— EXERCISE DESCRIPTION —
Edit the items starting at the line that contains "Practice. Place a marker on each instance of the white panel" and ending at the line that contains "x=453 y=242" by replacing "Target" with "Label", and give back only those lines with everything else unchanged.

— INFORMATION SHOWN —
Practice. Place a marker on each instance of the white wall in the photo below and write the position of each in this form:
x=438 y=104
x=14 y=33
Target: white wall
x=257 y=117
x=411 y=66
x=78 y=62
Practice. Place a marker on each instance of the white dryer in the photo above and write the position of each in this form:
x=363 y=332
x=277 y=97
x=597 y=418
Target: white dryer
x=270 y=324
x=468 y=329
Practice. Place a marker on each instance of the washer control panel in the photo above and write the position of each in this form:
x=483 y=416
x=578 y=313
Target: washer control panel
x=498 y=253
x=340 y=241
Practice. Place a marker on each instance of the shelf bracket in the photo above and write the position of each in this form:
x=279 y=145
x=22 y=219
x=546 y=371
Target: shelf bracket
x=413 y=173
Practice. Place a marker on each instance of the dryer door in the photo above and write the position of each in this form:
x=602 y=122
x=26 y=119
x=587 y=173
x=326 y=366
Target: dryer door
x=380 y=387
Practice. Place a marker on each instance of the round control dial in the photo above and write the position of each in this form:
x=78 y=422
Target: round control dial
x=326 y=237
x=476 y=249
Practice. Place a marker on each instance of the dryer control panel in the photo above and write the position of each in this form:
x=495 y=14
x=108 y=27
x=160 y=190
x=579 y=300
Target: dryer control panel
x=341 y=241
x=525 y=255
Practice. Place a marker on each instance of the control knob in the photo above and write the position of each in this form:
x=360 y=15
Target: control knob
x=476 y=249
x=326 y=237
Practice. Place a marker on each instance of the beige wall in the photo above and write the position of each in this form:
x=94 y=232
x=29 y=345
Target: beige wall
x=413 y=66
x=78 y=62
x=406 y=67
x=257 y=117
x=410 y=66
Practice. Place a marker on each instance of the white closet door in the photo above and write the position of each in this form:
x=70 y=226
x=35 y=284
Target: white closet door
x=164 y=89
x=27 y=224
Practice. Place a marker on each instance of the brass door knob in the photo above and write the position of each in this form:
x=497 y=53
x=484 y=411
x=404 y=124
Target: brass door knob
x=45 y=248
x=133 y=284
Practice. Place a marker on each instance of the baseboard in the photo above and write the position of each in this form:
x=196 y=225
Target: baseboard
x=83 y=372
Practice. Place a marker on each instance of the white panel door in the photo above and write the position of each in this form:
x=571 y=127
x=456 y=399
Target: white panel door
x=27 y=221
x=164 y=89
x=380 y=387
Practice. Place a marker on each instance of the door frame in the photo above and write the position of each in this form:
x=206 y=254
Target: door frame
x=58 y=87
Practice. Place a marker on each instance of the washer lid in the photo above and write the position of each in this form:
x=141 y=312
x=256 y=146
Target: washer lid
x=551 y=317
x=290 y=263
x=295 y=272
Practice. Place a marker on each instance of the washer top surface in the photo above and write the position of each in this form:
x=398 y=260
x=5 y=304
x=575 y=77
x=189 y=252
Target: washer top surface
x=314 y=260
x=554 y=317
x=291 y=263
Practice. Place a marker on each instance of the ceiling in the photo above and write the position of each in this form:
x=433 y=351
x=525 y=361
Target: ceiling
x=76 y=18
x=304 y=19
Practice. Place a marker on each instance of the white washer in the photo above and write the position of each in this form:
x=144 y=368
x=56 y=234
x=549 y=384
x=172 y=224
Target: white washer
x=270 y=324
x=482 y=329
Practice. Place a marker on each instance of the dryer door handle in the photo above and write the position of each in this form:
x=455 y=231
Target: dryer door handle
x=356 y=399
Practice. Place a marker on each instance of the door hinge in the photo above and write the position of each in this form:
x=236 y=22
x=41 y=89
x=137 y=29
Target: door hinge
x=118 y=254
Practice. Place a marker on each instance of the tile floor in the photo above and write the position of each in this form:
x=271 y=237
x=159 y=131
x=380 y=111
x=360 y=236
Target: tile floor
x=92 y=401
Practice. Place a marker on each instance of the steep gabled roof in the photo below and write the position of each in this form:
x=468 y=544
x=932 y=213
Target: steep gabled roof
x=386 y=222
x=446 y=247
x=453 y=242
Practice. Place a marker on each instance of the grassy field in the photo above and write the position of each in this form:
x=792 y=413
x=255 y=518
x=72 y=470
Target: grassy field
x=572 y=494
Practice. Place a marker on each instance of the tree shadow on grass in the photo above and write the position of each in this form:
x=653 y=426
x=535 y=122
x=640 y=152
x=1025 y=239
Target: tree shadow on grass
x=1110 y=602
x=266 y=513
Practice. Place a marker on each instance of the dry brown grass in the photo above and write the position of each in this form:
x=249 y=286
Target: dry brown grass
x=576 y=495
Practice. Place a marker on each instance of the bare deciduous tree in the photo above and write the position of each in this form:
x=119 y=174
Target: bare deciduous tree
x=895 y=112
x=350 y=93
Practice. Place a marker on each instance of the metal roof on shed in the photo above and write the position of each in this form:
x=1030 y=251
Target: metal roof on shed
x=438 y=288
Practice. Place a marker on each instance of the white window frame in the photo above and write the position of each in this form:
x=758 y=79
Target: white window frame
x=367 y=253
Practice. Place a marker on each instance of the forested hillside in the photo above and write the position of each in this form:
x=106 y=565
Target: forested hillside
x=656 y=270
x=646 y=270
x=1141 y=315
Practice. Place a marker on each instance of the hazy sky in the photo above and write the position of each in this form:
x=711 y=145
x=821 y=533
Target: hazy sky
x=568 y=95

— RESPONSE TO THE TASK —
Practice. Place a marker on each instance of the white panel door in the photo above and write the position of each in this form:
x=571 y=127
x=456 y=399
Label: white panel door
x=27 y=221
x=164 y=89
x=380 y=387
Practice. Place a marker on each instance of the door frame in the photo above and write the position of each in this form:
x=206 y=254
Label: door frame
x=58 y=87
Practice. Place a marker on each instance of the washer lid in the photo above and write the position of each in this form:
x=141 y=312
x=256 y=146
Label: washer lid
x=551 y=317
x=290 y=263
x=295 y=272
Practice. Place a marker on each instance of the washer top surface in the photo above and write the position of each in this form:
x=398 y=260
x=5 y=304
x=575 y=77
x=189 y=252
Label: washer top surface
x=314 y=260
x=554 y=317
x=291 y=263
Practice. Place a marker on each instance of the ceiling in the photo above and write the position of each in this form:
x=433 y=351
x=525 y=361
Label: ceiling
x=76 y=18
x=304 y=19
Practice. Place a marker on each instance of the white washer in the photo above and write the position of each in this form:
x=144 y=368
x=56 y=234
x=549 y=384
x=172 y=224
Label: white washer
x=270 y=324
x=482 y=329
Practice. Place a marker on each instance of the dryer door handle in the photo above and write the position of each in this form:
x=455 y=231
Label: dryer door handle
x=356 y=399
Practice. Place a marker on each instance of the door hinge in the photo above and write the position of each in this form:
x=236 y=22
x=41 y=89
x=137 y=29
Label: door hinge
x=118 y=254
Practice. Place a marker on each instance of the tile floor in the photo above and write the position of each in this form:
x=271 y=237
x=159 y=131
x=380 y=111
x=360 y=236
Label: tile floor
x=92 y=401
Practice. Place a marker on each instance of the steep gabled roof in the photo below and write the position of each in this form:
x=468 y=544
x=932 y=213
Label: steep gabled roof
x=386 y=222
x=446 y=247
x=453 y=242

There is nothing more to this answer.